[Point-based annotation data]
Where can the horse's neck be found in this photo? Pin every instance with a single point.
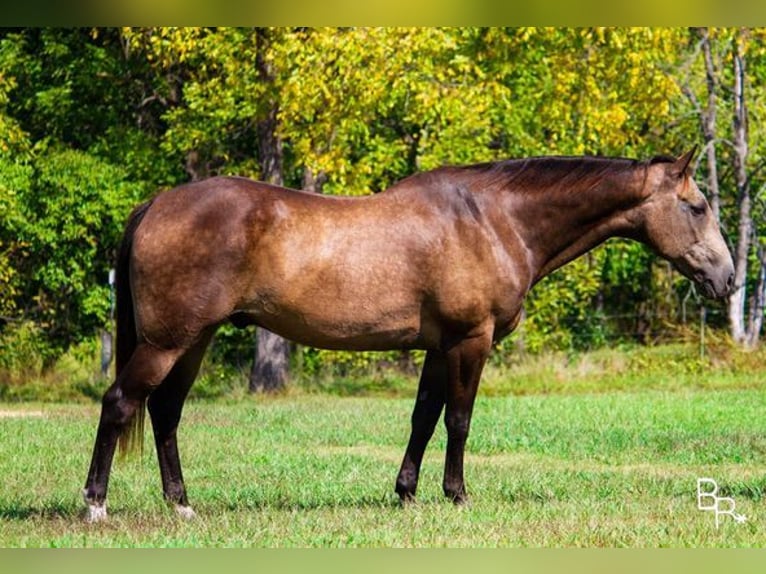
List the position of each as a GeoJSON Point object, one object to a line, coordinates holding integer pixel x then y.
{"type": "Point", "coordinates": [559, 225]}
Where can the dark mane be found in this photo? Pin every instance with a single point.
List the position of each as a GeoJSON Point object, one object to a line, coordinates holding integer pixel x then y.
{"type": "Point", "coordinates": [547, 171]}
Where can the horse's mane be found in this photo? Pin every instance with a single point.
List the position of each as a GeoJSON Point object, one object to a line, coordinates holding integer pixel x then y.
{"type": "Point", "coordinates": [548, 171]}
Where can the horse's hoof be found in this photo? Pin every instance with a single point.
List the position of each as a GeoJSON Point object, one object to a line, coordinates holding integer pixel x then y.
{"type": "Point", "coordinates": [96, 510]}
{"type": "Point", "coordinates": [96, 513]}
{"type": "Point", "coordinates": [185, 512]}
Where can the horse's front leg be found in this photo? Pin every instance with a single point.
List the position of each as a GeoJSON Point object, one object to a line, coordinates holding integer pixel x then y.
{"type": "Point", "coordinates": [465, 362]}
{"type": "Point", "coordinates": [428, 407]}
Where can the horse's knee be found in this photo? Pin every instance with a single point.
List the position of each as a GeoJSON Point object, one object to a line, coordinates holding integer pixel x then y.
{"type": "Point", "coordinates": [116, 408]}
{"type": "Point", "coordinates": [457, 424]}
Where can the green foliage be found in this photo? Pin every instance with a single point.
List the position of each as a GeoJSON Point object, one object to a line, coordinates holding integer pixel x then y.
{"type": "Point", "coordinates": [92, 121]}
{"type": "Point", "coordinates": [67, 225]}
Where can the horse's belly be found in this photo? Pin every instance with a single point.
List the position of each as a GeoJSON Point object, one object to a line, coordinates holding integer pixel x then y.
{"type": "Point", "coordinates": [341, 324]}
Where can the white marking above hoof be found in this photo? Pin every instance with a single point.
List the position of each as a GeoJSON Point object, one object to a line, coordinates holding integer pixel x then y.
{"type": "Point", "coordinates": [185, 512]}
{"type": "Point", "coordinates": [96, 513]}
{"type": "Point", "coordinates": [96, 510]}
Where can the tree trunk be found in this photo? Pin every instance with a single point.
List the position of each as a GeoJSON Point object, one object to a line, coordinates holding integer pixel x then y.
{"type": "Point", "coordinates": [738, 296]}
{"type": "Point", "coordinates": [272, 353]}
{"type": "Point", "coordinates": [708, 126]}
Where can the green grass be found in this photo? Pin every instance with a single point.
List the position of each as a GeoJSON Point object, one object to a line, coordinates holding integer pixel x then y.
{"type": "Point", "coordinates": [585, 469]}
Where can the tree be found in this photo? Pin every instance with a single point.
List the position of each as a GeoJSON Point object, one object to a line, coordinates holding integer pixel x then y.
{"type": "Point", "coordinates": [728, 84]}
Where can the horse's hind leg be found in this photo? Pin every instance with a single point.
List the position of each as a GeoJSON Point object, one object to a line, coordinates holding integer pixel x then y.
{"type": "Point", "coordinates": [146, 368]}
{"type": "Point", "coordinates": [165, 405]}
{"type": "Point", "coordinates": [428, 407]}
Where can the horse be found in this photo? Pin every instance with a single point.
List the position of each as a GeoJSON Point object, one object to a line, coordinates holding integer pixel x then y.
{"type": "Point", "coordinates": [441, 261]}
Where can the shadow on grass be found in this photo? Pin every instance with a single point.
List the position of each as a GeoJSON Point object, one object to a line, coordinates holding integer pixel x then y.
* * *
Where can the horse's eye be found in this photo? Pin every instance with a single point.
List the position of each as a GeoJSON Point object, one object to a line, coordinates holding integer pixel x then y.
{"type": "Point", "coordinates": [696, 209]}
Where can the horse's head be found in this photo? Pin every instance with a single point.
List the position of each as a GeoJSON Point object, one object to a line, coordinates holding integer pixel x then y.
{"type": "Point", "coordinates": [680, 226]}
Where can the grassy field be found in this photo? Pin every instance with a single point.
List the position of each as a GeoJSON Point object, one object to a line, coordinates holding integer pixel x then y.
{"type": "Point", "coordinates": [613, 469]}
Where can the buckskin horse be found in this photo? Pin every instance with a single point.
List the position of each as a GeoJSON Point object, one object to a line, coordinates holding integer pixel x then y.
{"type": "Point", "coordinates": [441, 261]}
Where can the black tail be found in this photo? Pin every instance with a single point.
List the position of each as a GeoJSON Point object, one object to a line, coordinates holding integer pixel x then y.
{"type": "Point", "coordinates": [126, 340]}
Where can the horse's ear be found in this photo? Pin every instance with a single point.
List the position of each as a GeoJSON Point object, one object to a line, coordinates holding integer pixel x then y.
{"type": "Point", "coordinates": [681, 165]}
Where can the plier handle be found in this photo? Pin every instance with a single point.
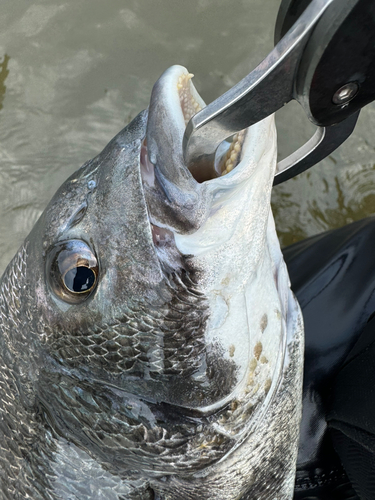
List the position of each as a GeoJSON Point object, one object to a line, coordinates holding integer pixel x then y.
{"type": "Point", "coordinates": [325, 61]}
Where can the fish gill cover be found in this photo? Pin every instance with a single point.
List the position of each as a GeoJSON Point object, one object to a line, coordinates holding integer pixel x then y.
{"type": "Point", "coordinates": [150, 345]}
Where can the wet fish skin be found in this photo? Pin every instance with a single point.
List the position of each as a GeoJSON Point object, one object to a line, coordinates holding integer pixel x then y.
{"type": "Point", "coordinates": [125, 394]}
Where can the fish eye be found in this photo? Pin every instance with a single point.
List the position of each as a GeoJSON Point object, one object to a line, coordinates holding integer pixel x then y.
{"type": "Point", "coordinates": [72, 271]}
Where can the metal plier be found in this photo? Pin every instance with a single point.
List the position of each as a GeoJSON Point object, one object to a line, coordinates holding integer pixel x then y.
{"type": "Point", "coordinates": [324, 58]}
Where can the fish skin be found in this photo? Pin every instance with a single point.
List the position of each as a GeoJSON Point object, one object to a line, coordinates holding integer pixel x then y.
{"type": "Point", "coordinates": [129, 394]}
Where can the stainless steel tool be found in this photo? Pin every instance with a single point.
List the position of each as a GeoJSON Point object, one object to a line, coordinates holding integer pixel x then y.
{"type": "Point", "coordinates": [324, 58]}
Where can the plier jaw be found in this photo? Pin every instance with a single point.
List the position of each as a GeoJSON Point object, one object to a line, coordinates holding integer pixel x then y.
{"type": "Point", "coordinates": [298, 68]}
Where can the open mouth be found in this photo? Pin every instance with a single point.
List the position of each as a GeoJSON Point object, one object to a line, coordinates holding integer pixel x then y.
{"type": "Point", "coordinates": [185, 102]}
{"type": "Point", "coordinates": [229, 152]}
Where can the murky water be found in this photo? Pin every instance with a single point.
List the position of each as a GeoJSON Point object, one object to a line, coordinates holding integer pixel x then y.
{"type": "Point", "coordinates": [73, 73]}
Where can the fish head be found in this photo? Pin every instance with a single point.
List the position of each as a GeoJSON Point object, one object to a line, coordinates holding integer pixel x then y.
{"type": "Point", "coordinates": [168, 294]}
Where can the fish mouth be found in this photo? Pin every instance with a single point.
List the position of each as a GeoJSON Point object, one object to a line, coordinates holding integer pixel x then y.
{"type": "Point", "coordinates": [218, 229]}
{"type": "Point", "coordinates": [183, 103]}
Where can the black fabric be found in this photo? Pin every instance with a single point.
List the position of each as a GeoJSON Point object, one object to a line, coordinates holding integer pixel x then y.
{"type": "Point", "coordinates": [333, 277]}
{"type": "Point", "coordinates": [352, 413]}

■ Set task ■
Pick out every line of the entries above that contains the word "mane", and copy each one. Case counts.

■ Result ■
Where can the dark mane be found in this photo? Pin every instance with a single point.
Where can the horse's mane be found in this photo? Pin every instance with a single point.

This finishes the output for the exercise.